[Entries provided]
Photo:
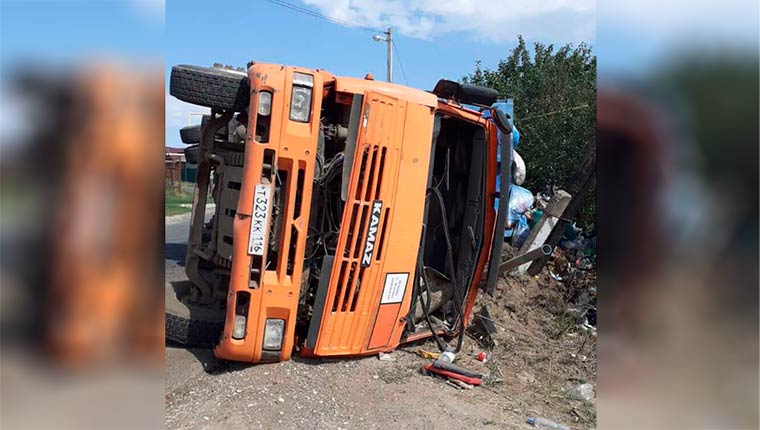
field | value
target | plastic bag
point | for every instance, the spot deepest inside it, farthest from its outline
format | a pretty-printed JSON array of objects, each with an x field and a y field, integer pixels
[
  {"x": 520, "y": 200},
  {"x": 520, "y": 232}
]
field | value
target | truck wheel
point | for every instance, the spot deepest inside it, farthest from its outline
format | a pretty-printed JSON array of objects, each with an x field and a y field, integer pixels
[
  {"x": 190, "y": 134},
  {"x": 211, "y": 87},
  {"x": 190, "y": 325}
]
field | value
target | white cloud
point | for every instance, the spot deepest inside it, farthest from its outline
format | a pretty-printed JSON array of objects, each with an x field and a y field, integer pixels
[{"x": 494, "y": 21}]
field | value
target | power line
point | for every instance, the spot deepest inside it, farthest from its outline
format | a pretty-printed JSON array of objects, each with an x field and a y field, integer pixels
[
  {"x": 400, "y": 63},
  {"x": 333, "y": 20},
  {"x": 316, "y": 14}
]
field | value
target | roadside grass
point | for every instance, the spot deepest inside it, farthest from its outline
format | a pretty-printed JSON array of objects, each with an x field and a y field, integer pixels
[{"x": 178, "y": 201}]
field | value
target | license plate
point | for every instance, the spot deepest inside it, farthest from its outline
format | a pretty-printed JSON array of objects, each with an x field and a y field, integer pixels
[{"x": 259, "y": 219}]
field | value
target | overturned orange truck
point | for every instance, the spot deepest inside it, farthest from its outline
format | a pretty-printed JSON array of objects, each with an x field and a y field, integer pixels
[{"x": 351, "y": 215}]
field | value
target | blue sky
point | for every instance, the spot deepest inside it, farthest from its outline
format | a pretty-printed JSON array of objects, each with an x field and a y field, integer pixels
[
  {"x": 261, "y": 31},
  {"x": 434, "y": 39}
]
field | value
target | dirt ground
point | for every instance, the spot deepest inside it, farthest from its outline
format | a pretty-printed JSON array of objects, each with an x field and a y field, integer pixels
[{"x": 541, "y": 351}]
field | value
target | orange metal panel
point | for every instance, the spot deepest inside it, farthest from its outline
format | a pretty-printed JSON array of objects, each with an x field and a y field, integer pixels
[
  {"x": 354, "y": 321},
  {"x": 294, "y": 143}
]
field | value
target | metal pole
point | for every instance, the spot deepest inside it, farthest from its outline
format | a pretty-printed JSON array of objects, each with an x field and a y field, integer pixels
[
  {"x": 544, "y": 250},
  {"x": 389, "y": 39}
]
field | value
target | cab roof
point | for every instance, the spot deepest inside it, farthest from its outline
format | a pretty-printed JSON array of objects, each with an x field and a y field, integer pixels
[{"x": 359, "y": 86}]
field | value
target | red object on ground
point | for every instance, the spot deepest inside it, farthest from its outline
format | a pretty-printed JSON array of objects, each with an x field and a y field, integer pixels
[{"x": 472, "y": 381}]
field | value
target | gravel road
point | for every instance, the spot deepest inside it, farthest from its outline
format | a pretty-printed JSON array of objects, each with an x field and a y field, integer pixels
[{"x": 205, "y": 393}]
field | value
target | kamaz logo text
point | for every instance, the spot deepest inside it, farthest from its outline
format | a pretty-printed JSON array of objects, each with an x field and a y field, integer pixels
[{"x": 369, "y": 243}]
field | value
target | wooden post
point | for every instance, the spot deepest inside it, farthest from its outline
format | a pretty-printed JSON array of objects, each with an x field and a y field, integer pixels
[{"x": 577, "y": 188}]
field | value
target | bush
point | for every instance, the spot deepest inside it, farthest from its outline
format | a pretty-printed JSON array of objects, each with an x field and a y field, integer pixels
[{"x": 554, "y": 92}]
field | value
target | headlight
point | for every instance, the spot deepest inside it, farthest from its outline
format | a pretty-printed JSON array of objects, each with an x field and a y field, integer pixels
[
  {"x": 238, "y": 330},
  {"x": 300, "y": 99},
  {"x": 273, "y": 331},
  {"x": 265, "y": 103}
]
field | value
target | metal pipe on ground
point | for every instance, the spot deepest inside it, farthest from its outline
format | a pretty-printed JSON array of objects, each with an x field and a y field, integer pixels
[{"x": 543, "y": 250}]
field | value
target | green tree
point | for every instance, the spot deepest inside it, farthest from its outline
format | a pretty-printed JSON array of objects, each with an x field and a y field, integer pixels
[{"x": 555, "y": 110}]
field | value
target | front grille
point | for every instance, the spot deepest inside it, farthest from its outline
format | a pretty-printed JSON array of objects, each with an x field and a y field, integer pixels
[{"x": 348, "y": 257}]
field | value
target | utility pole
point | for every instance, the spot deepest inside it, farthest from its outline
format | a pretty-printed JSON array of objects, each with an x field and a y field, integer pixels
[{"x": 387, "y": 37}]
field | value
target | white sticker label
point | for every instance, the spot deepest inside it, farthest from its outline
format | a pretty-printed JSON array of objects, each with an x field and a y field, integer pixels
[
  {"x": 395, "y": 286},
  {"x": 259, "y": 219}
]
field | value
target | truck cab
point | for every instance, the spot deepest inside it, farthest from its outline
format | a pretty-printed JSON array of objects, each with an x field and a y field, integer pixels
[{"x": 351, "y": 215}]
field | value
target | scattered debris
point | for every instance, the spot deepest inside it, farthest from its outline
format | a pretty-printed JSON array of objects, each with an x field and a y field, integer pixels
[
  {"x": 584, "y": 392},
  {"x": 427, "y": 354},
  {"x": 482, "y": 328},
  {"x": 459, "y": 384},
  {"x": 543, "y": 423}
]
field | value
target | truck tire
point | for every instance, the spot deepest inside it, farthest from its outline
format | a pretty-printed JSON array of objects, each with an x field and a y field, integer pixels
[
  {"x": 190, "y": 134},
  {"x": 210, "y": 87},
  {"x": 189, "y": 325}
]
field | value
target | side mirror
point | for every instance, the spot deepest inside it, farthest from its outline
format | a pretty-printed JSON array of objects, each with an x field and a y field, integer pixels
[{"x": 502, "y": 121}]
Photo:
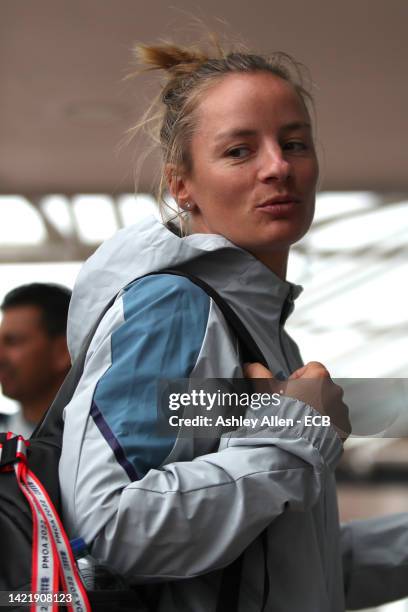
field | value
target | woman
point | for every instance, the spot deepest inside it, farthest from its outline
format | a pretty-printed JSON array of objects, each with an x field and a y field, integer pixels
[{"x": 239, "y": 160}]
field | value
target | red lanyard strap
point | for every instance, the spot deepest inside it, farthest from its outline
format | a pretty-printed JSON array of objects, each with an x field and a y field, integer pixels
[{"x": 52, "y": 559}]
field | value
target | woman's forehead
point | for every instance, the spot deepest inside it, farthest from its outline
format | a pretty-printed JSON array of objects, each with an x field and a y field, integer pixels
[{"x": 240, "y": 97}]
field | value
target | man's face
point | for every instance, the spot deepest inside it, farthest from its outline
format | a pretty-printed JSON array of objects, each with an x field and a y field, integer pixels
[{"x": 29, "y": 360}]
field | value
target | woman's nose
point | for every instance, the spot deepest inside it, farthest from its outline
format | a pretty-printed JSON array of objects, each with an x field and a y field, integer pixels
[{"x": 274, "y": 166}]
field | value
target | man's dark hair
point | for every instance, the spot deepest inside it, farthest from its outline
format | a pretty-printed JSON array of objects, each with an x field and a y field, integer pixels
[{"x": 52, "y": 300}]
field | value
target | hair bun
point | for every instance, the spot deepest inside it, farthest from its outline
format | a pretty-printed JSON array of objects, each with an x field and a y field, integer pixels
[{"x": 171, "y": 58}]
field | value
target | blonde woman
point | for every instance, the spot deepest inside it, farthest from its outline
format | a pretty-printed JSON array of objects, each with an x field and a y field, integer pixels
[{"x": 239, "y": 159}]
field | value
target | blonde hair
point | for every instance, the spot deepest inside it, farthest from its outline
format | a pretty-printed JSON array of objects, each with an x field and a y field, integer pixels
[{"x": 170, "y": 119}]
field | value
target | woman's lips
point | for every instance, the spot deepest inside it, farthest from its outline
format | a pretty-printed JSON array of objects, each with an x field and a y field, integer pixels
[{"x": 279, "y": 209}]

...

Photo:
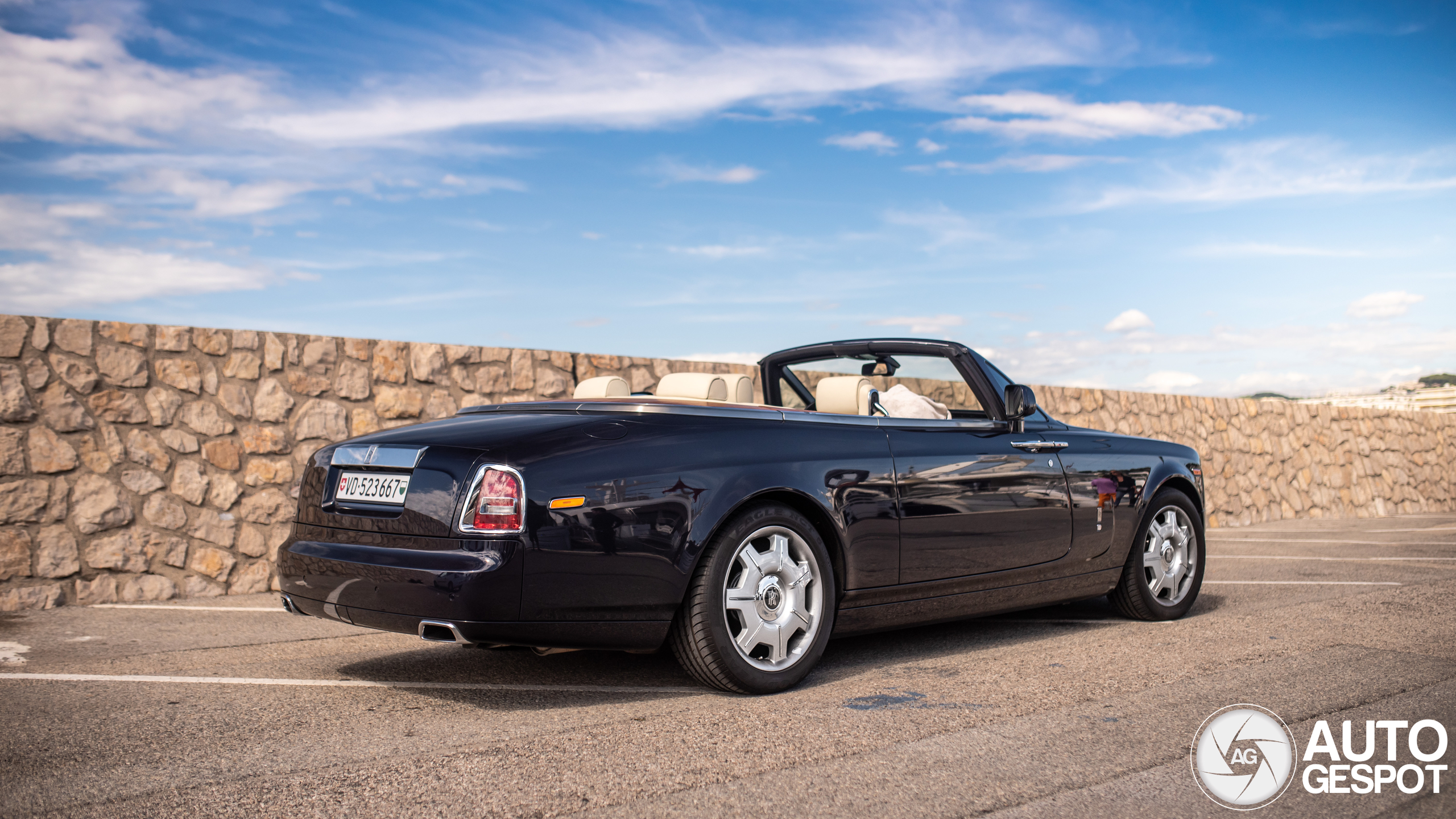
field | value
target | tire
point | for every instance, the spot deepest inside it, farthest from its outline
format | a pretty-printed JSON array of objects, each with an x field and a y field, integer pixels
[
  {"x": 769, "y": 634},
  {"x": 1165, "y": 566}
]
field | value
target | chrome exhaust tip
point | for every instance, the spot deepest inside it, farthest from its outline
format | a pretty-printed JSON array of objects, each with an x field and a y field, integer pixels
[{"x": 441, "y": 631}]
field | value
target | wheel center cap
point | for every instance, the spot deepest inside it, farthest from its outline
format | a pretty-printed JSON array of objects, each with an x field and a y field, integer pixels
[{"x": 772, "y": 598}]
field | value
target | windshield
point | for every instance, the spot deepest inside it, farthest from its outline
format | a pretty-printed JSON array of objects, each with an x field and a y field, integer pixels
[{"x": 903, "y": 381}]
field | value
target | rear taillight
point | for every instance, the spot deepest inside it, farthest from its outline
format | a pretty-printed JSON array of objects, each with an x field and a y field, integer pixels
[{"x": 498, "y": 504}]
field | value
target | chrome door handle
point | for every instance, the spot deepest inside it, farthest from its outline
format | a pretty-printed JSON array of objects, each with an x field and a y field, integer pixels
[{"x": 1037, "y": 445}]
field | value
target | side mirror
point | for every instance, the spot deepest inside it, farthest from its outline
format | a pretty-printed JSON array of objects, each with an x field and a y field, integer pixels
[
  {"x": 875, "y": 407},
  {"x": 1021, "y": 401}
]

---

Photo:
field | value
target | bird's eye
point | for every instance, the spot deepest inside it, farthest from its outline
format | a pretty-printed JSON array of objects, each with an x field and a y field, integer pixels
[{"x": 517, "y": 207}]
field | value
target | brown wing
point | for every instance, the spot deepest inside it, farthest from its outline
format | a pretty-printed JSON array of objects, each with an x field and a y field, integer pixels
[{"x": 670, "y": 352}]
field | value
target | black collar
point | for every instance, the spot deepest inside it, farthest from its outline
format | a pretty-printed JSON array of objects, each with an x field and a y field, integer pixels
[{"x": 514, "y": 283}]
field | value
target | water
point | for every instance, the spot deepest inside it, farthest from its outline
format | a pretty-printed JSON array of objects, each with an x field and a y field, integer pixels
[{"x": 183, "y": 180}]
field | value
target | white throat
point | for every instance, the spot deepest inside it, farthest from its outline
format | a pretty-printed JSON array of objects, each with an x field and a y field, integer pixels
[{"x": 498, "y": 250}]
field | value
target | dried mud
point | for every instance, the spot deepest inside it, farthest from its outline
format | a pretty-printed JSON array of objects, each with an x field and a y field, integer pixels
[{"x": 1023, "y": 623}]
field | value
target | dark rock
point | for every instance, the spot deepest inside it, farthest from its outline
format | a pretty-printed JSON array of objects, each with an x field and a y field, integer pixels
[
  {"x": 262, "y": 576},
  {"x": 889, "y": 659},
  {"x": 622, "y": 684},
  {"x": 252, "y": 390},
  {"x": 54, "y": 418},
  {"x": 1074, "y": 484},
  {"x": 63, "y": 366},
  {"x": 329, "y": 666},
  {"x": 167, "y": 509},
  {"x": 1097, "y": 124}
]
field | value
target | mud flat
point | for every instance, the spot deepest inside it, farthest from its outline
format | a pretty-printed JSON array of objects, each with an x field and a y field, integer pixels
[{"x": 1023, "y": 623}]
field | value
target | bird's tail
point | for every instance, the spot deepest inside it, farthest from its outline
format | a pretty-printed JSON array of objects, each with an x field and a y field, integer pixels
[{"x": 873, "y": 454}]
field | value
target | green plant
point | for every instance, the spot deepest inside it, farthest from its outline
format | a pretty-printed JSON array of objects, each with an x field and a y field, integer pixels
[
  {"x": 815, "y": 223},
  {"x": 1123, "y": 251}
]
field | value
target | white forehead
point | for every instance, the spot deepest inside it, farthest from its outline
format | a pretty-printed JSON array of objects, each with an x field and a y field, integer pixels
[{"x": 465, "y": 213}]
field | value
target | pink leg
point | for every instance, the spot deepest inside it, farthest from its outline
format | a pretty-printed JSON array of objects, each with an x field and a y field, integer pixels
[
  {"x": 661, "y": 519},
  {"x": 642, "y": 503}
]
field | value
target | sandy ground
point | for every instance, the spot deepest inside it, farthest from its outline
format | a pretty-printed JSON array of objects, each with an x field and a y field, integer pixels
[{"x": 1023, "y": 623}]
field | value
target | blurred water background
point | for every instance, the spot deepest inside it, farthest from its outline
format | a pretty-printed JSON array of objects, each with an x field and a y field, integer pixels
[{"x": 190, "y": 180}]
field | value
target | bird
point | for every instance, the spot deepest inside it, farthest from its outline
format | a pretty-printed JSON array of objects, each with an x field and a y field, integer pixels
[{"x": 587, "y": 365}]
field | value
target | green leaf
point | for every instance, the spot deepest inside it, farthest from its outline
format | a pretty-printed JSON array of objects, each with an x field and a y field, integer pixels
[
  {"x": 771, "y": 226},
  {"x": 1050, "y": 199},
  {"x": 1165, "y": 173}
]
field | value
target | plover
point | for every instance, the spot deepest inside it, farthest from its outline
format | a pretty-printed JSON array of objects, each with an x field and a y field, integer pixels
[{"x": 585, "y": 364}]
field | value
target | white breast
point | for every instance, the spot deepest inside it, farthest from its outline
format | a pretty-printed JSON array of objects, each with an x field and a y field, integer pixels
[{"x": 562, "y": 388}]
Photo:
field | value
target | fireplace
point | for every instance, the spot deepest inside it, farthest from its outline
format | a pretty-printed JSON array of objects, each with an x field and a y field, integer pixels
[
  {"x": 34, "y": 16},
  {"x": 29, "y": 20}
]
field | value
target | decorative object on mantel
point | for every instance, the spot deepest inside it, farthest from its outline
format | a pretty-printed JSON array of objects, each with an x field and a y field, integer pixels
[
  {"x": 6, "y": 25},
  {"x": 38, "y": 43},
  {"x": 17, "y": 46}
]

[Task to carry out]
Count the lines of the records that include the word "wheel", please, and report the number alone.

[Output of the exercise]
2